Rewrite the passage of the cache-issue thread below from "I'm not familiar" up to and including "could be never).", changing "cacheback task" to "refresh task".

TEXT EXCERPT

++++++++++

Possibility to get into perpetual "DEAD cache hit" - stale result state
Closed this issue · 1 comments
I'm not positive this is a bug, but its happened several times so far in development and I'm worried whether this might happen in production. Basically, something causes Celery to choke, and it discards or loses the task to update the cache. From then on, the Job will perpetually return the stale result "DEAD cache hit" until cache is cleared.
I'm not familiar enough with the framework to know what the alternative to this would be, but it seems like it could be problematic since the DEAD cache hit message is only logged at DEBUG level so one would be unlikely to realize whether or not this happened. Thus, it would seem feasible that if celery or the task chokes on something and loses or intentionally discards a cacheback task, the app would never refresh the Job until the cache item gets pushed out of memory (which could be never).
I think this is a real issue - I've seen similar symptoms myself but haven't got around to investigating properly. The problem is that, to prevent dog-piling, the cache is set to a "dead" value to indicate that a refresh is in progress. However, if that refresh task dies for some reason then we get into a limbo state as you describe, where the cache is never refreshed.
I will alter the behaviour to use a timeout to avoid getting into limbo. Then if celery chokes, then the refresh job will get triggered again.

++++++++++

MATERIAL PROVIDED
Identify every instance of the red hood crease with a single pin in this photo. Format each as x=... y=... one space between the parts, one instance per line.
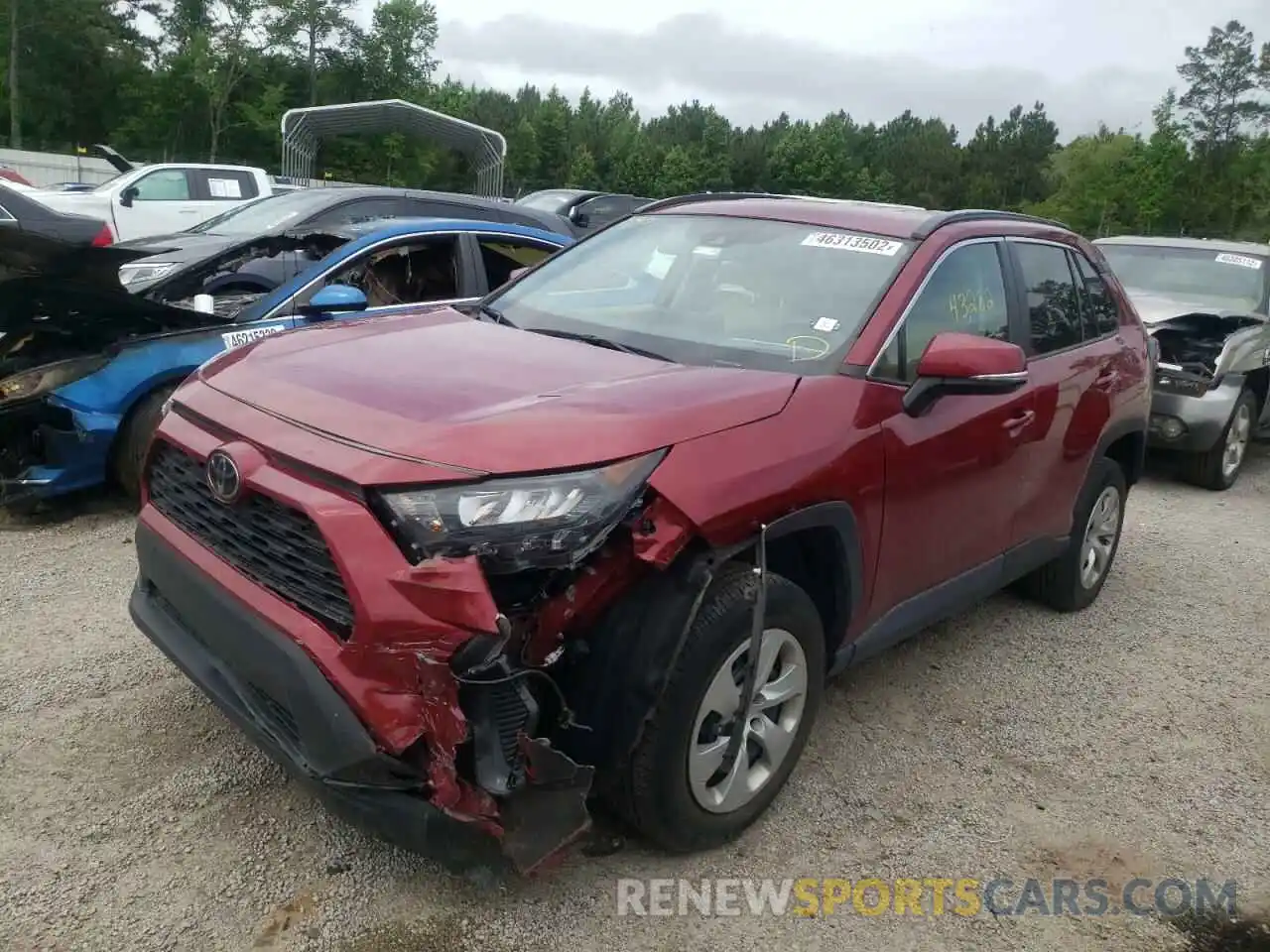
x=452 y=390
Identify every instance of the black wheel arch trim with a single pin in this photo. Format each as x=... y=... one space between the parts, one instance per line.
x=615 y=678
x=841 y=518
x=1115 y=431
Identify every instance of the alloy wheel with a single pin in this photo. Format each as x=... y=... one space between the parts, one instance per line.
x=769 y=722
x=1100 y=537
x=1237 y=440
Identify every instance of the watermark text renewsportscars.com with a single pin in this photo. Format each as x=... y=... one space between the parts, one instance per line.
x=925 y=896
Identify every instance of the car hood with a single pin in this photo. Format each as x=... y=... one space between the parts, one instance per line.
x=181 y=246
x=62 y=299
x=1155 y=308
x=447 y=389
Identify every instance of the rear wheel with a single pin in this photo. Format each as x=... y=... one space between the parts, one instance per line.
x=1074 y=579
x=134 y=439
x=1219 y=467
x=677 y=788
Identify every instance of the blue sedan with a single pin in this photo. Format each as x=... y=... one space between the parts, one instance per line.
x=85 y=367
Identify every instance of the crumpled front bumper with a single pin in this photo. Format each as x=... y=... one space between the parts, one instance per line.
x=48 y=449
x=273 y=690
x=1192 y=424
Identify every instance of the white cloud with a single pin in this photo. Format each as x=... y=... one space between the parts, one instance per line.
x=1088 y=61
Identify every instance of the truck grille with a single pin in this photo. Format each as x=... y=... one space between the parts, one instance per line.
x=276 y=546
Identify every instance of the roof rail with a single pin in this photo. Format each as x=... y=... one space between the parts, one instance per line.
x=943 y=218
x=675 y=200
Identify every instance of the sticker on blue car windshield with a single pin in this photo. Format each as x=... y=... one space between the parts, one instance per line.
x=238 y=338
x=852 y=243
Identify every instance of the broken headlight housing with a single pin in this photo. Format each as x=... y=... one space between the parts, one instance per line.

++++++++++

OUTPUT FOR THIS TASK
I'm not familiar enough with the framework to know what the alternative to this would be, but it seems like it could be problematic since the DEAD cache hit message is only logged at DEBUG level so one would be unlikely to realize whether or not this happened. Thus, it would seem feasible that if celery or the task chokes on something and loses or intentionally discards a refresh task, the app would never refresh the Job until the cache item gets pushed out of memory (which could be never).